Compiti da svolgere -
**a.** Nel brano sul soggiorno piacentino del pittore, perché si ritiene che i lavori in S. Antonino siano durati oltre il termine fissato dal contratto? Spiegalo in base a quanto riportato.
**b.** Riprendi il brano sulle opere del pittore a Piacenza e prosegui il racconto dopo la frase sulla tela con Ruth nel campo dei mietitori.

Brano -

A Piacenza, dove giunse grazie all'autorevole appoggio del cardinale Odoardo Farnese, coreggente del Ducato, gli vennero affidate la decorazione del presbiterio e l'esecuzione di una pala d'altare in S. Antonino. Nel contratto, firmato nel giugno del 1624, l'artista si impegnava a concludere l'opera per il 4 luglio 1626 (festa di S. Antonino); ma i lavori si protrassero in realtà per un tempo più lungo: durante un recente restauro, infatti, sono venuti alla luce la firma e la data 1628. È probabile che nel periodo di tempo intercorso fra la stipula del contratto e l'inizio dei lavori il G. nel 1625 eseguisse gli affreschi con La comunione e Il funerale di s. Girolamo nella cappella dedicata a questo santo in S. Sigismondo a Cremona (Ceschi Lavagetto, 1994, p. 131).
Nella prima cupola del presbiterio di S. Antonino il G. dipinse Dio Padre tra i quattro evangelisti attorniato da angeli e santi e, in quella verso l'abside, il Vegliardo dell'Apocalisse, accanto al quale, in una gloria di santi tra le nubi, sono riconoscibili i patroni della chiesa e della città.
Sempre a Piacenza, per la chiesa di S. Maria di Campagna, il G. firmò due tele di un fregio con storie bibliche, Rebecca al pozzo con Eleazar e l'Incontro di Rachele e Giacobbe al pozzo, pagate nel 1627. Nello stesso anno riscosse per conto del Tiarini il compenso per uno dei quadri del fregio, molto probabilmente l'Abigail davanti a David (Corna, p. 161). Resta incerta tra i due pittori l'autografia di un'altra tela del ciclo, Ruth nel campo dei mietitori.

Dati forniti -

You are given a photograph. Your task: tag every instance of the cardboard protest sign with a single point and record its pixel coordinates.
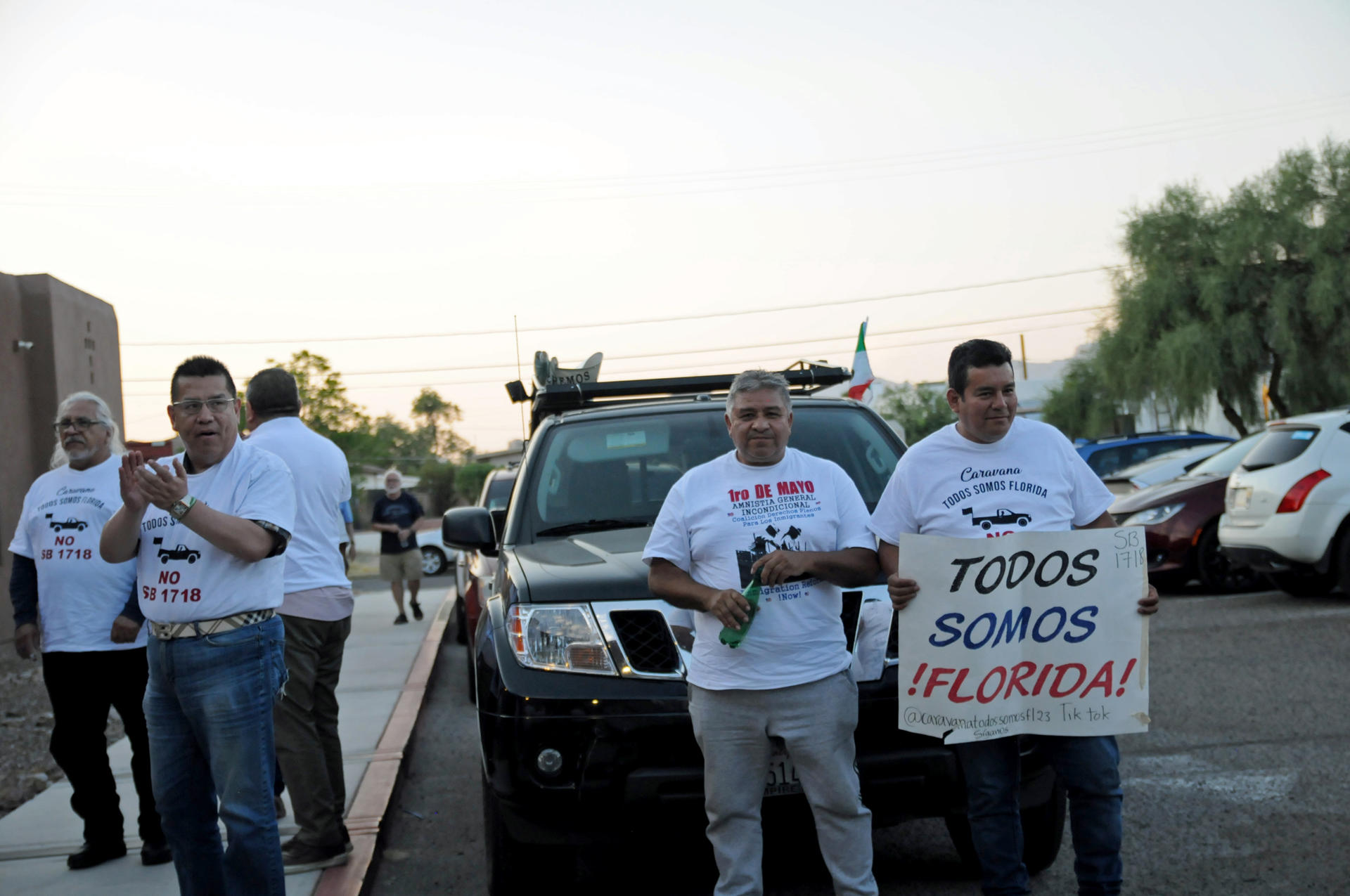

Risposte ai compiti -
**a.** Il contratto, firmato nel giugno del 1624, prevedeva la conclusione dell'opera entro il 4 luglio 1626, festa di S. Antonino. Durante un recente restauro sono però venuti alla luce la firma e la data 1628, segno che i lavori si protrassero più a lungo.

**b.**
Altra opera piacentina del G. è il S. Andrea condotto al martirio dipinto nel 1628 per la chiesa di S. Vincenzo e oggi in S. Brigida. Per S. Vincenzo dipinse anche la tela con Mosè che si slaccia i sandali ora a Paderno del Grappa (Treviso), presso l'Istituto dei padri filippini.
Nel 1627, al tempo delle committenze piacentine, sia il G. sia il Tiarini vennero chiamati a Parma per dipingere nel palazzo del giardino. In due stanze il G. eseguì affreschi, in seguito distrutti, con le storie tassesche di Sofronia e Olindo. Relativa alla committenza farnesiana è la tela con S. Matteo e l'angelo, ora nel palazzo reale di Napoli, l'unica rintracciata tra quelle elencate nell'inventario settecentesco dei quadri dell'appartamento parmense conservato nell'Archivio Farnesiano presso l'Archivio di Stato di Napoli (Ceschi Lavagetto, 1989, pp. 172, 175).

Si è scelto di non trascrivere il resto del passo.